Problem statement: You are asked to filter the data below and copy every line holding "snowy".

(Records from a collection)
▬▬▬▬▬▬▬▬▬▬
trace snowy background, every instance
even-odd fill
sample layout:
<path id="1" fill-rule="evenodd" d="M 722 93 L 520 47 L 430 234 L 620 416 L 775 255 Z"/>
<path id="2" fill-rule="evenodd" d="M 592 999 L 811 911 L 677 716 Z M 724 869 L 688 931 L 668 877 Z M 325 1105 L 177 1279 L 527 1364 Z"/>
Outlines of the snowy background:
▬▬▬▬▬▬▬▬▬▬
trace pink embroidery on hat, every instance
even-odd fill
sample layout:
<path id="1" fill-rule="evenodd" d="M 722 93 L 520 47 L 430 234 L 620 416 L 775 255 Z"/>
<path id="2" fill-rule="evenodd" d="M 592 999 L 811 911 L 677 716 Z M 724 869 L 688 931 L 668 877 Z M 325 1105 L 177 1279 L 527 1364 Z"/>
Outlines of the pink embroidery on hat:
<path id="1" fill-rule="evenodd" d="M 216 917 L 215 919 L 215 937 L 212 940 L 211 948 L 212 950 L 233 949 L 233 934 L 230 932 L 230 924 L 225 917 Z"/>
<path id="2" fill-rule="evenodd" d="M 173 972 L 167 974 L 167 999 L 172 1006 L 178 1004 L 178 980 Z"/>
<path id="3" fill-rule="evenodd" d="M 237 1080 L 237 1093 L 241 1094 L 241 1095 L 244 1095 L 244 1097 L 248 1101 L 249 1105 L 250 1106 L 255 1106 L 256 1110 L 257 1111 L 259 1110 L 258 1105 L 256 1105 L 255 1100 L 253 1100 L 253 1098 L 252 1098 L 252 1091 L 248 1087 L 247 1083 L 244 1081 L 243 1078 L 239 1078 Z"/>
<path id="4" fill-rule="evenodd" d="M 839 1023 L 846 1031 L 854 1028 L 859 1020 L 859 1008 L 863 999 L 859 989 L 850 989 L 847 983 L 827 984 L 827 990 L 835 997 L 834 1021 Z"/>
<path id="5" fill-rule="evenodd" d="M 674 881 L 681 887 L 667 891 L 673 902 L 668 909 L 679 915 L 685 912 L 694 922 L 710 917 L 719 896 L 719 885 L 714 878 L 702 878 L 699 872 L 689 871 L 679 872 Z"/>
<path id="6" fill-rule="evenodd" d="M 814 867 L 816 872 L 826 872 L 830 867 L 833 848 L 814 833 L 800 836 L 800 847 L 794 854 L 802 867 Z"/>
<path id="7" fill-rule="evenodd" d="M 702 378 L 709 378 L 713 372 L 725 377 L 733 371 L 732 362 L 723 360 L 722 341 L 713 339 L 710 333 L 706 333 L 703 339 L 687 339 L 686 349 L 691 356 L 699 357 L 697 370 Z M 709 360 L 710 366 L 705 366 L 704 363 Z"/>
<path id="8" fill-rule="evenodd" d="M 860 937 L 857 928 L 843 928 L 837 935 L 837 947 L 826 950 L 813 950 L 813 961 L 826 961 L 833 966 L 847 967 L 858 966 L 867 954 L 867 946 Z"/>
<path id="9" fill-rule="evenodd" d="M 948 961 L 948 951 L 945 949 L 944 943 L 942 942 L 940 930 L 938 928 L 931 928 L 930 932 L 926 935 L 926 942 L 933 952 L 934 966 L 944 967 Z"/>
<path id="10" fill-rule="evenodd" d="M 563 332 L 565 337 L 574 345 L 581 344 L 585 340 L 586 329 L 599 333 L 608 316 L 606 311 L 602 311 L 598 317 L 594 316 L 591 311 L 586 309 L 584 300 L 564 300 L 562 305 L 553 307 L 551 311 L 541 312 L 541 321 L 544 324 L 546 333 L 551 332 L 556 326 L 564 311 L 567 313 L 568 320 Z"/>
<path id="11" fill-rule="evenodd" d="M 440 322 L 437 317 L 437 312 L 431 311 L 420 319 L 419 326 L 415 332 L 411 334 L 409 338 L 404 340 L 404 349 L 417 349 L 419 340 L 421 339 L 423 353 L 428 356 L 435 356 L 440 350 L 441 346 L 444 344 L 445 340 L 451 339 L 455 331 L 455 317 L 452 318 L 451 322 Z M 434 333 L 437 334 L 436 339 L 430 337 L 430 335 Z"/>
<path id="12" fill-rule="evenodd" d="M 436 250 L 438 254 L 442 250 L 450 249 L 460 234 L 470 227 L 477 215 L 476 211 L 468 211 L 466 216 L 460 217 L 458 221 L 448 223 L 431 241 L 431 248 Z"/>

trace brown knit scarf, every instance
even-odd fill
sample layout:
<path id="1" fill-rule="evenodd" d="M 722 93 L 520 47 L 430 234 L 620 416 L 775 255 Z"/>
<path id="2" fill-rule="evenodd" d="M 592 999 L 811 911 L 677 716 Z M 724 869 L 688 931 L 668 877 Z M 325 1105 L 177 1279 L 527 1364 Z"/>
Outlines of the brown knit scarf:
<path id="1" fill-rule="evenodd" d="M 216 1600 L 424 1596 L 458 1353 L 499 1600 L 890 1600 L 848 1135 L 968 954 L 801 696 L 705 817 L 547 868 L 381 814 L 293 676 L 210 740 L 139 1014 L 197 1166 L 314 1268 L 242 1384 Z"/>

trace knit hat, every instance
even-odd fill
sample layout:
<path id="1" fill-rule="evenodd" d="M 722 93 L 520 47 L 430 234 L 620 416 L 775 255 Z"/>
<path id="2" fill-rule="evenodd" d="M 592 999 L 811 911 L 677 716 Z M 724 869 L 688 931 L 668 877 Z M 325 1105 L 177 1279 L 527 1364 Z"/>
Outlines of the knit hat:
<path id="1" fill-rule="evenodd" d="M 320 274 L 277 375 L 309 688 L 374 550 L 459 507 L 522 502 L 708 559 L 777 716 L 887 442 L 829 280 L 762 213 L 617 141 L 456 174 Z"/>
▬▬▬▬▬▬▬▬▬▬
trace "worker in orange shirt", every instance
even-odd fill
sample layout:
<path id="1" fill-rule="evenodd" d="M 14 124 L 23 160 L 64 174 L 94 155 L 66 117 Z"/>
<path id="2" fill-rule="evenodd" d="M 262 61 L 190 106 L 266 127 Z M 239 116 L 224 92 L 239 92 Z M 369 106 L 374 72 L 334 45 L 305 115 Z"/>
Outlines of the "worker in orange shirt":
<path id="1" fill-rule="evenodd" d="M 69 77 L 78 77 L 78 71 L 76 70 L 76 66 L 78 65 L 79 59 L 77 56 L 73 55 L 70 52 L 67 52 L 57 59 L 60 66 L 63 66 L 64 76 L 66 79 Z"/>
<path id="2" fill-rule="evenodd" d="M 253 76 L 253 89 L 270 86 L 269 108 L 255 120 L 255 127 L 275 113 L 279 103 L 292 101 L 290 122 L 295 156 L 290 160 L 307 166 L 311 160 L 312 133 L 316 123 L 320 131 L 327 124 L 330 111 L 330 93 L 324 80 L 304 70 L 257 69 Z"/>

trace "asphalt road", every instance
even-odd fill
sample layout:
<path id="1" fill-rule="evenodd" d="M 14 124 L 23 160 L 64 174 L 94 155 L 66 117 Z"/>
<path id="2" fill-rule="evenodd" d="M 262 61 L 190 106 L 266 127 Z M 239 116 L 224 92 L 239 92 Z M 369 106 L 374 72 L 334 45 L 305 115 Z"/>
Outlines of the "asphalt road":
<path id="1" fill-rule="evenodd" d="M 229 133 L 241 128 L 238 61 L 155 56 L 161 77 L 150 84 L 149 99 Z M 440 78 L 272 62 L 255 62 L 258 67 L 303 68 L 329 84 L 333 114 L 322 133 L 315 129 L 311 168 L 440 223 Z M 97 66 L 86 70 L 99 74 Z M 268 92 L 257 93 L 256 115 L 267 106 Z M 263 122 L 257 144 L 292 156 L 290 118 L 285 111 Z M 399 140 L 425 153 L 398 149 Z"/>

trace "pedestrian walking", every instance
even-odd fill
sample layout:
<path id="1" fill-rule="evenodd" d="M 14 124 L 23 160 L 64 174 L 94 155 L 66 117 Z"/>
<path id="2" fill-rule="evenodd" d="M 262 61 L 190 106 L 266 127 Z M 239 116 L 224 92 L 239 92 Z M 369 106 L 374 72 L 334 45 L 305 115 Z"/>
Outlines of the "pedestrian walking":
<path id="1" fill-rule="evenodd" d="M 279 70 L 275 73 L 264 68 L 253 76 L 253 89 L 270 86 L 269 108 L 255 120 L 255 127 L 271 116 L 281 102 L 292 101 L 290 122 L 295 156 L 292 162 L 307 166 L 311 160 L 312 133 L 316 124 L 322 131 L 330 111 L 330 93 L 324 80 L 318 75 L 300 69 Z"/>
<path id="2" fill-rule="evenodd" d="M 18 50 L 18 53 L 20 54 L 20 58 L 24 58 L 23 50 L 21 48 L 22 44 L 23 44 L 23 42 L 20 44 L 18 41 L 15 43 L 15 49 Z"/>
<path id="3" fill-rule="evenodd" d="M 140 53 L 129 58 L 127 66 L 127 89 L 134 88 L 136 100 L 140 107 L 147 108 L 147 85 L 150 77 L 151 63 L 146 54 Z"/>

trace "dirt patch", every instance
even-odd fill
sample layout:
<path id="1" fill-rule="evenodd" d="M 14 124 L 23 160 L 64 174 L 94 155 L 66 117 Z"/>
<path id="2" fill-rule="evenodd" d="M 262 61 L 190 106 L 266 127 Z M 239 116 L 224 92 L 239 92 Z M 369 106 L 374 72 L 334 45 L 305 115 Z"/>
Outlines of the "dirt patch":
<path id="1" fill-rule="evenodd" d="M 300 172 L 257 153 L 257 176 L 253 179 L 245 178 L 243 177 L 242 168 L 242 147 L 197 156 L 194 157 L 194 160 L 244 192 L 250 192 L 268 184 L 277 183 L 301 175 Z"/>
▬▬▬▬▬▬▬▬▬▬
Task response:
trace snowy background, every instance
Outlines of the snowy background:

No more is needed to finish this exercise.